_Exercise data_
- Opening Delimiter -
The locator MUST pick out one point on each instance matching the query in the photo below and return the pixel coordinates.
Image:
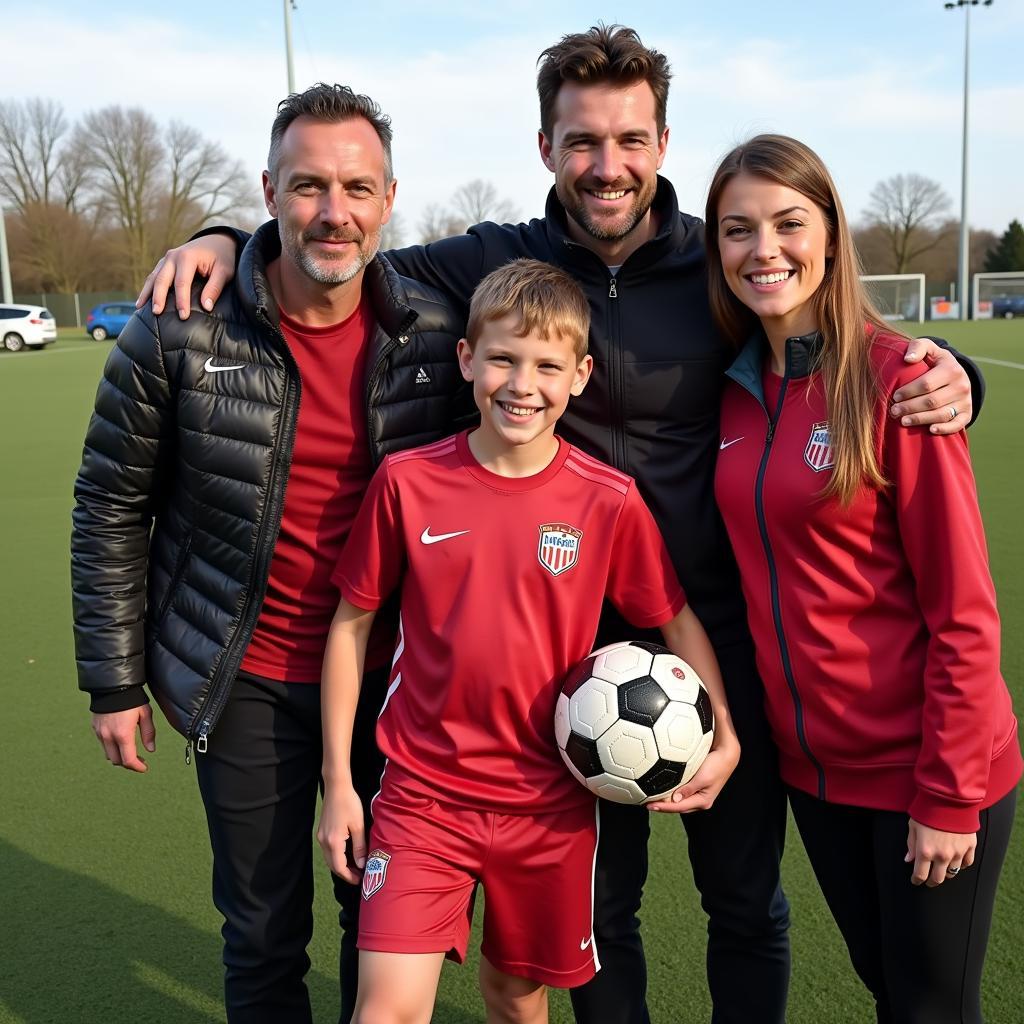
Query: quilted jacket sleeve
(117, 491)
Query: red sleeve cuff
(932, 810)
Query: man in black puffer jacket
(223, 466)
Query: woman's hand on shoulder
(211, 256)
(940, 397)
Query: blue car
(109, 318)
(1008, 306)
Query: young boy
(504, 540)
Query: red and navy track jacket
(876, 626)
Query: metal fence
(71, 310)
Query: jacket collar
(380, 284)
(675, 230)
(801, 359)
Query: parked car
(1008, 306)
(108, 320)
(26, 327)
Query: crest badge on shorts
(559, 547)
(375, 871)
(818, 454)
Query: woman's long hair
(844, 313)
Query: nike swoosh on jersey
(427, 538)
(211, 369)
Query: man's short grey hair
(330, 103)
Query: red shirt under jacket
(502, 585)
(331, 469)
(876, 627)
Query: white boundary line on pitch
(46, 351)
(997, 363)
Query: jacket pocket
(179, 567)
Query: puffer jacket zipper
(206, 718)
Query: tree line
(92, 205)
(906, 228)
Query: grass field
(104, 908)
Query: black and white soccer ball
(633, 722)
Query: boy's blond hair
(545, 300)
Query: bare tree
(32, 152)
(42, 180)
(204, 183)
(393, 232)
(906, 209)
(126, 157)
(477, 201)
(438, 222)
(156, 186)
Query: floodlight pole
(289, 4)
(965, 253)
(8, 294)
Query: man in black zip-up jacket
(651, 410)
(205, 434)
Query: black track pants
(919, 950)
(259, 780)
(734, 849)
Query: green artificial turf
(104, 908)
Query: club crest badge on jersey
(375, 871)
(818, 454)
(559, 547)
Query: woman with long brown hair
(868, 594)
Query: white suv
(26, 326)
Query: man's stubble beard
(321, 269)
(574, 208)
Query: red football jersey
(502, 585)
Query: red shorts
(427, 856)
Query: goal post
(997, 296)
(897, 296)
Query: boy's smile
(521, 385)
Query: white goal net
(897, 296)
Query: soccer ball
(633, 722)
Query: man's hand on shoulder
(939, 398)
(116, 731)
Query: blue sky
(876, 87)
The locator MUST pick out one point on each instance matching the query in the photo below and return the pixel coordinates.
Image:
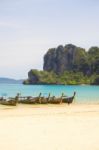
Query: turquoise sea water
(85, 93)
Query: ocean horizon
(84, 93)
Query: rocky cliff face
(68, 58)
(67, 65)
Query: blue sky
(28, 28)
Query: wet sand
(49, 127)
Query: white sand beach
(49, 127)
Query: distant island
(10, 81)
(67, 65)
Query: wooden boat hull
(9, 103)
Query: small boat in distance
(68, 100)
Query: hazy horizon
(29, 28)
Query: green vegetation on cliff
(67, 65)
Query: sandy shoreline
(49, 127)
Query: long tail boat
(54, 100)
(68, 99)
(10, 101)
(29, 99)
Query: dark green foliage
(68, 65)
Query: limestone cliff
(68, 58)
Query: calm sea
(85, 93)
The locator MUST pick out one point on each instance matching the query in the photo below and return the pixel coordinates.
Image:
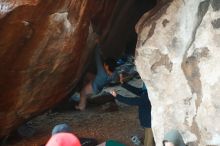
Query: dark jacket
(102, 78)
(142, 101)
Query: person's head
(61, 128)
(110, 65)
(63, 139)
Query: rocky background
(178, 58)
(46, 47)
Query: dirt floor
(102, 122)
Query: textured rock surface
(45, 46)
(178, 58)
(42, 44)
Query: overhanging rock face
(178, 57)
(44, 47)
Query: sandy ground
(101, 121)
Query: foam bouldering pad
(111, 143)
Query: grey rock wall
(178, 57)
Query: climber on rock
(105, 74)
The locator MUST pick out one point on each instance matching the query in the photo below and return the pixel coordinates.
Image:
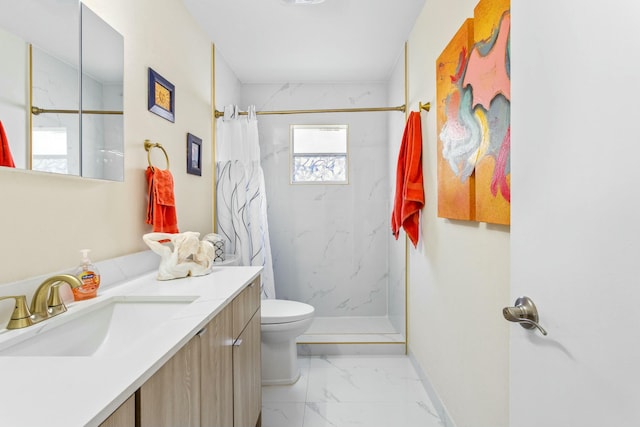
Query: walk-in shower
(331, 243)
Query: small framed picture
(162, 97)
(194, 155)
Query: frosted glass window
(319, 154)
(49, 150)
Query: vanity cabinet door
(124, 416)
(171, 397)
(247, 391)
(216, 396)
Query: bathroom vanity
(197, 366)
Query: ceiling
(268, 41)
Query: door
(575, 235)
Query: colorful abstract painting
(474, 127)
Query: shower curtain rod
(401, 108)
(37, 111)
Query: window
(319, 154)
(49, 150)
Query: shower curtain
(241, 199)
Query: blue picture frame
(161, 96)
(194, 155)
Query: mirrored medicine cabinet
(61, 88)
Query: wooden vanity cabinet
(247, 377)
(215, 379)
(171, 397)
(216, 364)
(124, 416)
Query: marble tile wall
(397, 252)
(329, 242)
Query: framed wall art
(194, 155)
(162, 97)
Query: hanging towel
(409, 199)
(6, 159)
(161, 210)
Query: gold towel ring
(148, 145)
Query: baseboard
(445, 418)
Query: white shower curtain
(241, 198)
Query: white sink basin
(105, 329)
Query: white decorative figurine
(189, 256)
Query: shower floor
(351, 335)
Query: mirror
(65, 64)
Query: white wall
(48, 218)
(459, 279)
(329, 242)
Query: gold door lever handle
(525, 313)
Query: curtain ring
(148, 145)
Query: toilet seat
(274, 311)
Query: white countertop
(84, 391)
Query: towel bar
(148, 145)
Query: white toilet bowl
(282, 322)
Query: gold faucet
(21, 317)
(41, 301)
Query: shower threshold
(351, 335)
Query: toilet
(282, 322)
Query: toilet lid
(284, 311)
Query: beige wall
(47, 218)
(459, 278)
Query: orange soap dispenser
(89, 276)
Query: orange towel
(161, 210)
(409, 199)
(6, 159)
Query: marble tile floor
(350, 391)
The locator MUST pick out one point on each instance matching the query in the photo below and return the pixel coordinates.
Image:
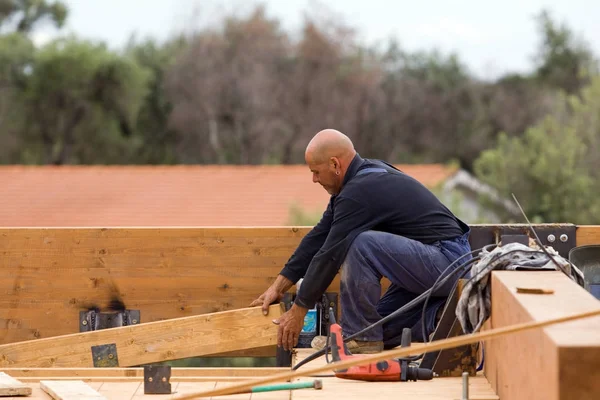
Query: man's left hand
(290, 326)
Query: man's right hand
(270, 296)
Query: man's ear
(334, 163)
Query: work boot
(361, 347)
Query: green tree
(564, 62)
(157, 138)
(16, 57)
(554, 168)
(81, 102)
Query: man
(379, 223)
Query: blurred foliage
(554, 168)
(245, 91)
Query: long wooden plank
(557, 362)
(9, 386)
(176, 372)
(70, 390)
(588, 234)
(49, 275)
(151, 342)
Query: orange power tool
(391, 370)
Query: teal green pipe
(317, 384)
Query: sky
(491, 38)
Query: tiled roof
(199, 195)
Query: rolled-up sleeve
(310, 244)
(351, 217)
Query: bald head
(328, 156)
(329, 143)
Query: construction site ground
(129, 388)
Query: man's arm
(351, 218)
(310, 244)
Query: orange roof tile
(198, 195)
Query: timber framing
(150, 342)
(48, 276)
(556, 362)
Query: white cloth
(474, 305)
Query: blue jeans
(412, 268)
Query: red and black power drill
(389, 370)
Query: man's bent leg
(408, 264)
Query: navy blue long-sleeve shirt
(374, 196)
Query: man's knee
(365, 241)
(358, 254)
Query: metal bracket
(93, 320)
(157, 379)
(105, 355)
(561, 237)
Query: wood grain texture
(556, 362)
(9, 386)
(176, 372)
(70, 390)
(588, 234)
(49, 275)
(151, 342)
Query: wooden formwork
(49, 275)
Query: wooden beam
(49, 275)
(556, 362)
(151, 342)
(588, 234)
(183, 372)
(70, 390)
(9, 386)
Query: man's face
(324, 174)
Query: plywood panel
(47, 276)
(557, 362)
(151, 342)
(70, 390)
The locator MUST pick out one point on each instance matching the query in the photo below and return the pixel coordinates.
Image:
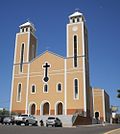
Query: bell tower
(77, 55)
(75, 35)
(25, 48)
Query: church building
(50, 84)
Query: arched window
(76, 95)
(75, 51)
(33, 89)
(78, 19)
(59, 87)
(59, 109)
(19, 92)
(32, 109)
(45, 90)
(73, 20)
(21, 58)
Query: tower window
(33, 89)
(59, 87)
(75, 51)
(45, 90)
(26, 29)
(76, 96)
(21, 60)
(19, 92)
(78, 19)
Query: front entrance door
(60, 109)
(46, 108)
(32, 109)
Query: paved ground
(43, 130)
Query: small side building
(101, 105)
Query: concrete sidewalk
(115, 131)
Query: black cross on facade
(46, 66)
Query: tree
(118, 93)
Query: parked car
(54, 122)
(8, 120)
(26, 119)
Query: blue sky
(50, 18)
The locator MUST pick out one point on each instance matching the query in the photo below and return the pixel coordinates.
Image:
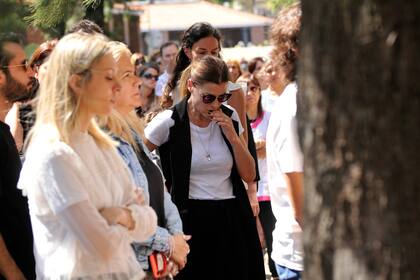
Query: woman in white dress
(84, 210)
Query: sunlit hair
(58, 106)
(118, 49)
(122, 125)
(284, 34)
(209, 69)
(41, 53)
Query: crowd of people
(115, 165)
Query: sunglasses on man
(24, 65)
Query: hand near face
(226, 124)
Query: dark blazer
(176, 159)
- Closing Delimiter -
Would you reproduce, word for word, the lines from the one holding "Query: crowd of people" through the final line of the entries, both included?

_Solution_
Query: crowd of people
(115, 165)
Query: sunglasses on man
(24, 65)
Query: hand near face
(226, 124)
Query: dark blazer
(176, 159)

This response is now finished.